-------- Data rows --------

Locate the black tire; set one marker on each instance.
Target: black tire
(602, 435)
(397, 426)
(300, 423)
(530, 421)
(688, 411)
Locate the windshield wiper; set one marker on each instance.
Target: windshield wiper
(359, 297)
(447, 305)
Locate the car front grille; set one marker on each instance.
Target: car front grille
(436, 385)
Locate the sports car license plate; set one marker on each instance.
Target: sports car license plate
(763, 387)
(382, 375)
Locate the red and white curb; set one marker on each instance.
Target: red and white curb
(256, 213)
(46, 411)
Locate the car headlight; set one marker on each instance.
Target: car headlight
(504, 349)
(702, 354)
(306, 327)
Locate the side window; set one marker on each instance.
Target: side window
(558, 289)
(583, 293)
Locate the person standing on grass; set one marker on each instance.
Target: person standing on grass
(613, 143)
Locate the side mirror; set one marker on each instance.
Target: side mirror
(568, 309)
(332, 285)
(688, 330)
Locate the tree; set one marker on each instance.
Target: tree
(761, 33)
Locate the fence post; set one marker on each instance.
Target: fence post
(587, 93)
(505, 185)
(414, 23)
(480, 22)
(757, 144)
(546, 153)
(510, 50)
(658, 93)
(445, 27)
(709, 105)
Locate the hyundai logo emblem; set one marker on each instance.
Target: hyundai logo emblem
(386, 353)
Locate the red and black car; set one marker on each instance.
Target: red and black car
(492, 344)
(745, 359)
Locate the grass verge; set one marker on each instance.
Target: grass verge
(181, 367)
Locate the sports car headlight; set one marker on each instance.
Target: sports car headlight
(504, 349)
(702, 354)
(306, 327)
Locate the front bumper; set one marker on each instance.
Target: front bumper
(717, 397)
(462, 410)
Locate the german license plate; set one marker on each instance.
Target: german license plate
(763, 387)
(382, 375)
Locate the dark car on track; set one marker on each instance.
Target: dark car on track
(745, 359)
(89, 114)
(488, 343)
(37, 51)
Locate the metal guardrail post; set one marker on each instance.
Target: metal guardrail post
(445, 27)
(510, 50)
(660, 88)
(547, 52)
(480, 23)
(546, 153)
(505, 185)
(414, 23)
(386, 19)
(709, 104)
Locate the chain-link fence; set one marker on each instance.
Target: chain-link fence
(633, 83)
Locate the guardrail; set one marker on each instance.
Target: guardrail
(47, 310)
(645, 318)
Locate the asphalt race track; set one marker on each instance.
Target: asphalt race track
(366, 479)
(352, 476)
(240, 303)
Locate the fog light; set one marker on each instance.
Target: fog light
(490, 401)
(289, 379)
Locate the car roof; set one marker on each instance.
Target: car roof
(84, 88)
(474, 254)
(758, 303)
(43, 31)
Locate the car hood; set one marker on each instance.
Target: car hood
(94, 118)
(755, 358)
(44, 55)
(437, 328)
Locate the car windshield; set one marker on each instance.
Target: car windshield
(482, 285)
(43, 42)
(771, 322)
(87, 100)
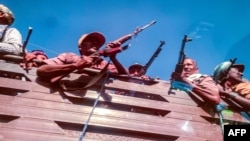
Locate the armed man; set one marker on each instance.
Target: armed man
(186, 77)
(10, 37)
(231, 84)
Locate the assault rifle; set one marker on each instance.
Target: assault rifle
(156, 53)
(24, 48)
(179, 66)
(107, 51)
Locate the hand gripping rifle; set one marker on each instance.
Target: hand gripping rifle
(182, 56)
(24, 48)
(107, 51)
(156, 53)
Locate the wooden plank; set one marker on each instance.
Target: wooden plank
(70, 117)
(194, 113)
(41, 125)
(117, 114)
(12, 134)
(15, 84)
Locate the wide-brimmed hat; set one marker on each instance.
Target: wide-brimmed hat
(94, 36)
(221, 70)
(135, 65)
(9, 15)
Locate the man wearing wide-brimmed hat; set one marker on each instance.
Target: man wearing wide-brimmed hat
(231, 84)
(88, 45)
(10, 38)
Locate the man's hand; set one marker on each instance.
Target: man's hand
(28, 59)
(85, 61)
(223, 92)
(176, 76)
(113, 44)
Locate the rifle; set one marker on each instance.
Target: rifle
(182, 56)
(107, 51)
(24, 48)
(156, 53)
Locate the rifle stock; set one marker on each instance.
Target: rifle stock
(182, 55)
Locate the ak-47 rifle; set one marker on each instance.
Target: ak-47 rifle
(180, 64)
(156, 53)
(24, 48)
(107, 51)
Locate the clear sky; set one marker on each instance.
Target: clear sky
(219, 28)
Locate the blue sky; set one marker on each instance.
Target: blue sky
(219, 28)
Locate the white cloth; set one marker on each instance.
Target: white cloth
(11, 41)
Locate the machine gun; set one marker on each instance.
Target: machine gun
(179, 66)
(156, 53)
(108, 51)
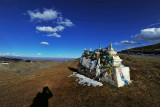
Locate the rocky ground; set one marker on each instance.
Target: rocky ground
(26, 89)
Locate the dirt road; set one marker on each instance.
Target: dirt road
(21, 90)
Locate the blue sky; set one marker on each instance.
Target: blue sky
(63, 28)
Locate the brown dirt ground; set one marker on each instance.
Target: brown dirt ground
(19, 90)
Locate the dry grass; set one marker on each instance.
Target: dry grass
(19, 90)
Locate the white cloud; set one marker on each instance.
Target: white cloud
(50, 29)
(65, 22)
(126, 42)
(39, 54)
(46, 15)
(44, 43)
(54, 35)
(4, 54)
(154, 24)
(151, 35)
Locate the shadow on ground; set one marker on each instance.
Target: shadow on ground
(72, 69)
(41, 99)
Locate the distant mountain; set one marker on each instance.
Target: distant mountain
(150, 49)
(18, 58)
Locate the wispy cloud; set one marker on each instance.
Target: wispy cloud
(50, 15)
(154, 24)
(45, 15)
(50, 29)
(126, 42)
(151, 35)
(39, 54)
(65, 21)
(44, 43)
(54, 35)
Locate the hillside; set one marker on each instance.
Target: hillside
(25, 89)
(150, 49)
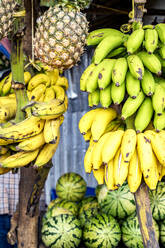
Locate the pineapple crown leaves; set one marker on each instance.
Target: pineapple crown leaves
(78, 4)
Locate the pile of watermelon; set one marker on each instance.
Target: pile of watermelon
(107, 220)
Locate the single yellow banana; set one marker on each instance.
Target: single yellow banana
(100, 122)
(27, 77)
(59, 92)
(160, 167)
(148, 160)
(3, 157)
(53, 109)
(19, 159)
(37, 92)
(97, 151)
(3, 150)
(109, 175)
(51, 130)
(85, 75)
(7, 85)
(128, 144)
(120, 169)
(162, 173)
(87, 136)
(158, 145)
(22, 130)
(53, 75)
(63, 82)
(7, 111)
(111, 146)
(134, 173)
(40, 78)
(99, 175)
(49, 94)
(86, 120)
(31, 143)
(87, 158)
(46, 153)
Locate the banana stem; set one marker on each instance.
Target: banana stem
(17, 63)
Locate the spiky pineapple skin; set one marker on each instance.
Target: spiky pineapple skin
(6, 16)
(60, 37)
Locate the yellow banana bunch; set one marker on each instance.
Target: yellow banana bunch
(46, 153)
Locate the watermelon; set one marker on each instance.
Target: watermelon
(101, 231)
(162, 233)
(54, 212)
(88, 210)
(53, 202)
(62, 231)
(71, 206)
(71, 186)
(87, 199)
(157, 201)
(131, 234)
(119, 203)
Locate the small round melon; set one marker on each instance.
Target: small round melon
(62, 231)
(101, 230)
(71, 186)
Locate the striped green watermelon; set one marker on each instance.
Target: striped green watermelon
(101, 231)
(87, 199)
(162, 233)
(119, 203)
(157, 201)
(131, 235)
(70, 205)
(71, 186)
(62, 231)
(55, 212)
(88, 210)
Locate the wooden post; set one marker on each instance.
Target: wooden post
(143, 208)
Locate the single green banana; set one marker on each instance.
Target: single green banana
(90, 104)
(96, 36)
(105, 75)
(117, 93)
(132, 85)
(146, 110)
(22, 130)
(7, 85)
(151, 62)
(105, 97)
(119, 71)
(149, 26)
(162, 51)
(95, 95)
(92, 79)
(135, 66)
(158, 99)
(151, 40)
(54, 108)
(135, 41)
(159, 122)
(131, 105)
(106, 46)
(116, 52)
(85, 75)
(160, 28)
(148, 83)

--------

» **Objective**
Reproduce only those lines of the entries above that run from the line with "Locate the banana" to the final line.

» **Exercise solution**
Locate the banana stem; set one marker on each instance.
Target: banana stem
(17, 63)
Locate the spiky pineapple skin; set one marker on each instance.
Target: spiky pineapple skin
(6, 16)
(60, 37)
Locate the yellow banana bunch; set one marker on each instance.
Target: yellow banana bunch
(46, 153)
Locate the watermelon; set one marker on each instance.
Target: watermelon
(101, 231)
(162, 233)
(54, 212)
(88, 210)
(53, 202)
(62, 231)
(71, 206)
(71, 186)
(87, 199)
(157, 201)
(131, 234)
(119, 203)
Locate the small round melon; set one marker on each instance.
Target: small round melon
(62, 231)
(101, 230)
(71, 186)
Locate the striped green watermelon; set one marker on each instance.
Target: striped green watermelon
(101, 231)
(87, 199)
(162, 233)
(119, 203)
(157, 201)
(131, 235)
(70, 205)
(71, 186)
(62, 231)
(55, 212)
(88, 210)
Locate the wooden post; set one marker on each instance.
Target: wooden post
(143, 208)
Locate the single green banana; set one marker on each instance.
Target: single green banana
(90, 104)
(96, 36)
(105, 75)
(117, 93)
(132, 85)
(146, 110)
(22, 130)
(7, 85)
(151, 62)
(105, 97)
(119, 71)
(149, 26)
(162, 51)
(95, 95)
(92, 79)
(135, 66)
(158, 99)
(151, 40)
(54, 108)
(135, 41)
(159, 122)
(131, 105)
(106, 46)
(116, 52)
(85, 75)
(160, 28)
(148, 83)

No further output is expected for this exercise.